- _Excerpted text_
========
Ivermectin is currently used to treat parasite infections like head lice and scabies.
Researchers at Oxford University are looking into whether a drug normally used to fight infections from parasites can be used to treat those infected with Covid-19.
Ivermectin led to a reduction of virus replication in laboratory analysis and a pilot study showed the drug could also reduce viral load and symptom duration in patients with mild Covid-19.
The PRINCIPLE study will look at the efficacy of the treatment which has been used in Latin America and South Africa during the pandemic.
The use of ivermectin has been controversial as there is “little evidence … to demonstrate that it can speed up recovery from the illness or reduce hospital admission” in large-scale randomised studies, according to Oxford researchers.
Professor Chris Butler, from the University of Oxford’s Nuffield Department of Primary Care Health Sciences, said the study would look to test its efficacy.
========
- _What this exercise asks_
A – From the ivermectin article, copy the stretch from "Ivermectin led to" through "to Oxford researchers." word for word.
B – Condense the paragraph of the ivermectin article that begins "Ivermectin led to a reduction" into a short bulleted list that keeps its main facts.
========
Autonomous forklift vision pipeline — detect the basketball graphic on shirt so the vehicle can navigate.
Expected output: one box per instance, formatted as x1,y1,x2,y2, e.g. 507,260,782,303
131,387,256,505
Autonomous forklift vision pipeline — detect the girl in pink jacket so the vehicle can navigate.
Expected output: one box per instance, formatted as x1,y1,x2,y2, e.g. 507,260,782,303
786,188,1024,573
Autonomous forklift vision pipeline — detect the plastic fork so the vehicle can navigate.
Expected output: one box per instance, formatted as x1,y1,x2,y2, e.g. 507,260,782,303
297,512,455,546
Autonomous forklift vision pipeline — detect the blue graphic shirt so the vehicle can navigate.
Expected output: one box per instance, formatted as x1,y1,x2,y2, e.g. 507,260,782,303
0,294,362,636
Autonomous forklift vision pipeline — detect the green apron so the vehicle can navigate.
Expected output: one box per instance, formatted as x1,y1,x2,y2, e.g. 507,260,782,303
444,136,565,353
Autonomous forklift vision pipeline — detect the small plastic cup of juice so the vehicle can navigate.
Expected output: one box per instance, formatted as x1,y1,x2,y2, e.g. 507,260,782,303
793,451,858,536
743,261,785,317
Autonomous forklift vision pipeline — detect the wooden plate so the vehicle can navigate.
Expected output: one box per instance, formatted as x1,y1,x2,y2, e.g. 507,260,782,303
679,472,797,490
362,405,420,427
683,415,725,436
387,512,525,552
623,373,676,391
========
- _Answers_
A –
Ivermectin led to a reduction of virus replication in laboratory analysis and a pilot study showed the drug could also reduce viral load and symptom duration in patients with mild Covid-19.
The PRINCIPLE study will look at the efficacy of the treatment which has been used in Latin America and South Africa during the pandemic.
The use of ivermectin has been controversial as there is “little evidence … to demonstrate that it can speed up recovery from the illness or reduce hospital admission” in large-scale randomised studies, according to Oxford researchers.

B –
- In laboratory analysis, ivermectin reduced virus replication.
- A pilot study found the drug could also reduce viral load in patients with mild Covid-19.
- The same study found it could shorten symptom duration in those patients.